- TASK TO CARRY OUT -
Copy the records below exactly, but leave out any picture they contain.

- RECORDS -
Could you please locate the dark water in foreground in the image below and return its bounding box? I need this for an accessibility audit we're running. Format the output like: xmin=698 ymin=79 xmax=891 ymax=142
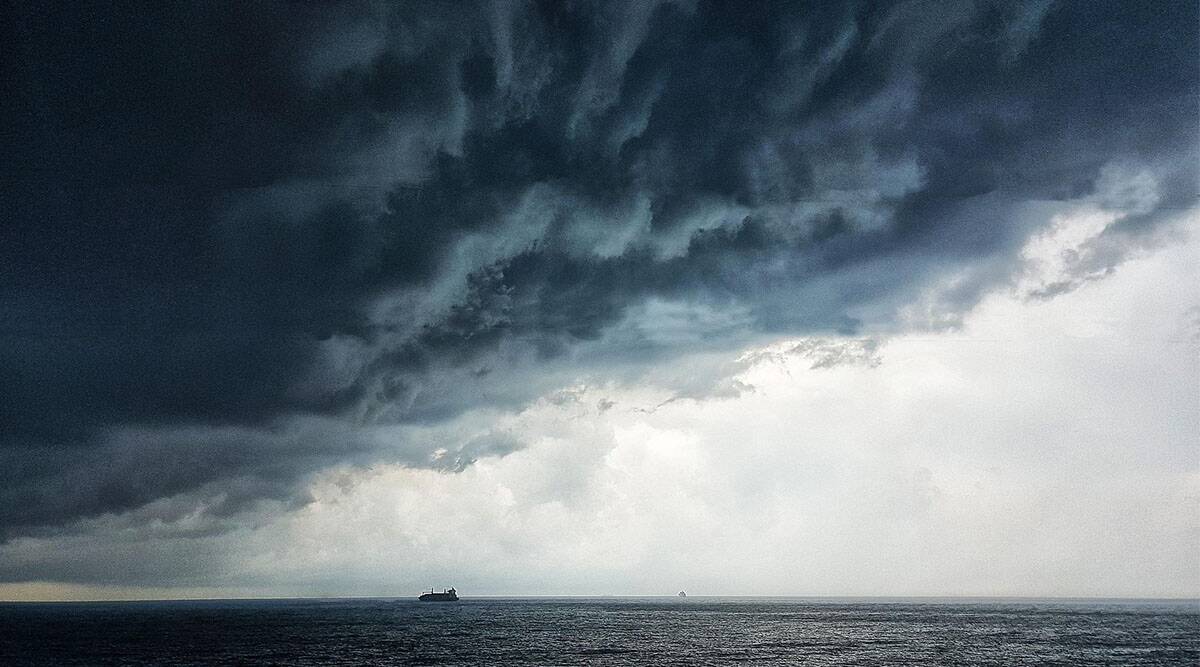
xmin=1 ymin=597 xmax=1196 ymax=665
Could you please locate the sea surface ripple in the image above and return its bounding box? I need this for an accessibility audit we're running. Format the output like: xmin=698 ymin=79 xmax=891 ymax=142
xmin=1 ymin=597 xmax=1196 ymax=665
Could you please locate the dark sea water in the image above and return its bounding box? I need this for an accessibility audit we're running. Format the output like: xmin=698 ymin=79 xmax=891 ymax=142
xmin=1 ymin=597 xmax=1196 ymax=665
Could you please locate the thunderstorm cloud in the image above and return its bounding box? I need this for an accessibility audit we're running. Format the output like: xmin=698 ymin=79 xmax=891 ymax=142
xmin=0 ymin=0 xmax=1195 ymax=584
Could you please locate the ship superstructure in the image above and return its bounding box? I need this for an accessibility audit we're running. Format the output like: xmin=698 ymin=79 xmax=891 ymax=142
xmin=418 ymin=587 xmax=459 ymax=602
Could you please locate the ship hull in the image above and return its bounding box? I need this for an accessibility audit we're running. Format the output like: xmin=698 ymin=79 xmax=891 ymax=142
xmin=418 ymin=593 xmax=458 ymax=602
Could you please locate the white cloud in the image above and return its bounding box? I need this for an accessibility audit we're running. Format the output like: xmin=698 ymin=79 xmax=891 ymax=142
xmin=210 ymin=211 xmax=1200 ymax=598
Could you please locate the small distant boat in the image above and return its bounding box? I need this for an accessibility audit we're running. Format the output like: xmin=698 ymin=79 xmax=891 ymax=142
xmin=678 ymin=591 xmax=687 ymax=597
xmin=419 ymin=587 xmax=459 ymax=602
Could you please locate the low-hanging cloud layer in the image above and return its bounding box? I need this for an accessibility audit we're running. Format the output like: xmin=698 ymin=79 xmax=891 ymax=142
xmin=2 ymin=212 xmax=1196 ymax=598
xmin=1 ymin=1 xmax=1197 ymax=587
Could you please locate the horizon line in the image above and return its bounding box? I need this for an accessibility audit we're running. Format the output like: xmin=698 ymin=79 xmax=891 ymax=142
xmin=4 ymin=594 xmax=1198 ymax=604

- FINAL ANSWER -
Could you please locate the dark water in foreground in the image below and return its bounding box? I need this for an accessibility audit we're running. Format the output like: xmin=698 ymin=79 xmax=891 ymax=142
xmin=1 ymin=597 xmax=1196 ymax=665
Could you please locate the sea surface ripple in the image above and return its bounding box? I need this for an accessibility audit we're running. Format the output like: xmin=698 ymin=79 xmax=891 ymax=142
xmin=1 ymin=597 xmax=1196 ymax=665
Could you please locate the dark sea water in the image above and return its bounding box? I need this for an accessibility audit we're running. Format the output like: xmin=698 ymin=79 xmax=891 ymax=142
xmin=1 ymin=597 xmax=1196 ymax=665
Could you please locate the thunderstorm cloud in the image above and return its bounding box? I need this for an accessibility audit we're running. Format the output like: xmin=698 ymin=79 xmax=891 ymax=142
xmin=0 ymin=0 xmax=1195 ymax=584
Could you please locate the ship superstructure in the image above and return its bounding box? I need this for an accessibility audit we're running. Format the output like: xmin=698 ymin=79 xmax=891 ymax=142
xmin=418 ymin=587 xmax=459 ymax=602
Could you please locate the ship hull in the image above and return its bounding box? I need this for an accessibility audit we're running. Format the output like: xmin=698 ymin=79 xmax=891 ymax=142
xmin=418 ymin=593 xmax=458 ymax=602
Could you please locate the white cloud in the image above and return its bounding box? I need this for an accessibility audit we're running. Format the output like: xmin=698 ymin=79 xmax=891 ymax=142
xmin=210 ymin=211 xmax=1200 ymax=598
Could you please locate the small distant boat in the image above and return its bounding box? I need this for an accessibility audit we're running. Format the output like: xmin=698 ymin=79 xmax=891 ymax=142
xmin=678 ymin=591 xmax=687 ymax=597
xmin=419 ymin=587 xmax=459 ymax=602
Could you please locate the low-hanging cloud layer in the image above and return its bounding box? I need this for an accessibility audit we're running. Format the output like: xmin=698 ymin=79 xmax=891 ymax=142
xmin=2 ymin=212 xmax=1196 ymax=598
xmin=1 ymin=1 xmax=1197 ymax=587
Could you please locate the horizon line in the image above and return its bounding box? I need this for an accessibility audit we're running. Format the output like: xmin=698 ymin=79 xmax=891 ymax=142
xmin=4 ymin=594 xmax=1198 ymax=604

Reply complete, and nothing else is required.